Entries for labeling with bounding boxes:
◇ ◇ ◇

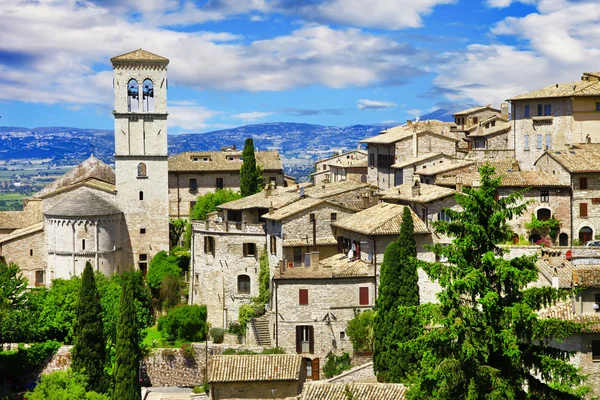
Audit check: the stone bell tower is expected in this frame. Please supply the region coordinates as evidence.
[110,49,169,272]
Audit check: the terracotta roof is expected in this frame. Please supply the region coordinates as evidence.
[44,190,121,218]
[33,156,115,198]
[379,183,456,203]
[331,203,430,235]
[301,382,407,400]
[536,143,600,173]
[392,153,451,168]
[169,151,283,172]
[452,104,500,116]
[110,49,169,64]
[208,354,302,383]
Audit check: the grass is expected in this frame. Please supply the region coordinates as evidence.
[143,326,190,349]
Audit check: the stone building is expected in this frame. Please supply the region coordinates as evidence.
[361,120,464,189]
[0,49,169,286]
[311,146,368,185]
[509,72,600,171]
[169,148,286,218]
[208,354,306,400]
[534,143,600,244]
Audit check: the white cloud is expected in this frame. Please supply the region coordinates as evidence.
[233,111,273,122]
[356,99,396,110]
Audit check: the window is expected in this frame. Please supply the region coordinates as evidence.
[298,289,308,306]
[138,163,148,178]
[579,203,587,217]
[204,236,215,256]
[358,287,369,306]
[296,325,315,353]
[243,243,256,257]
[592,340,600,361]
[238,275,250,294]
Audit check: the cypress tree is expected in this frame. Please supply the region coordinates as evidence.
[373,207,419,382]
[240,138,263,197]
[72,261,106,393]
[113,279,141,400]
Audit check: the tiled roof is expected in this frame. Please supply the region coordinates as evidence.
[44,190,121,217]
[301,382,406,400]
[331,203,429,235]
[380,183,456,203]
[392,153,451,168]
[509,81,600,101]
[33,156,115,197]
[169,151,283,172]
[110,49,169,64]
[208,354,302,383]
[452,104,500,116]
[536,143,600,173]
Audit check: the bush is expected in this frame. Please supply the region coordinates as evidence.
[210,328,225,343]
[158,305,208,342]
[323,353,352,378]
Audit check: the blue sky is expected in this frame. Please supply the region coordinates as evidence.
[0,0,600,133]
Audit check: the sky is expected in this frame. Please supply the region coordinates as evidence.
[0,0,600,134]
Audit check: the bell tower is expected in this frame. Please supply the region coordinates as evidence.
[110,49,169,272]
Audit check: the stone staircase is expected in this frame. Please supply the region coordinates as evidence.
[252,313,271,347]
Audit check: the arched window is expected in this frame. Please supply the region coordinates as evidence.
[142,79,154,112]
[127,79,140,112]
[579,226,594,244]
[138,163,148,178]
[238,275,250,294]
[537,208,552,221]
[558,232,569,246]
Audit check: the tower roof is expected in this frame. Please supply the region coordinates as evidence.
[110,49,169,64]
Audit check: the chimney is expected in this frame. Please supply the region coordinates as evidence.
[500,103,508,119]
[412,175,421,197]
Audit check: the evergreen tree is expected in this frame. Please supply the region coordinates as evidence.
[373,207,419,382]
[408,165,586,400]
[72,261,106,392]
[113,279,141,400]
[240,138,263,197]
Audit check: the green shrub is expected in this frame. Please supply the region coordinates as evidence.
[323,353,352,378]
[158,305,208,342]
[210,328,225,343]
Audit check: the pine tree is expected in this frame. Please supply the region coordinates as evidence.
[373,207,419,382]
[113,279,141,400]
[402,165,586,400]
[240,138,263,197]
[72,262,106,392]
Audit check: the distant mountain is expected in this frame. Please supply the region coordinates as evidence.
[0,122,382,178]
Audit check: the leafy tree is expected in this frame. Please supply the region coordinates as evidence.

◇ ◇ ◇

Problem statement: How many lines in the entries above contain the word "roof"? Reply with the number alone.

Correct result: 3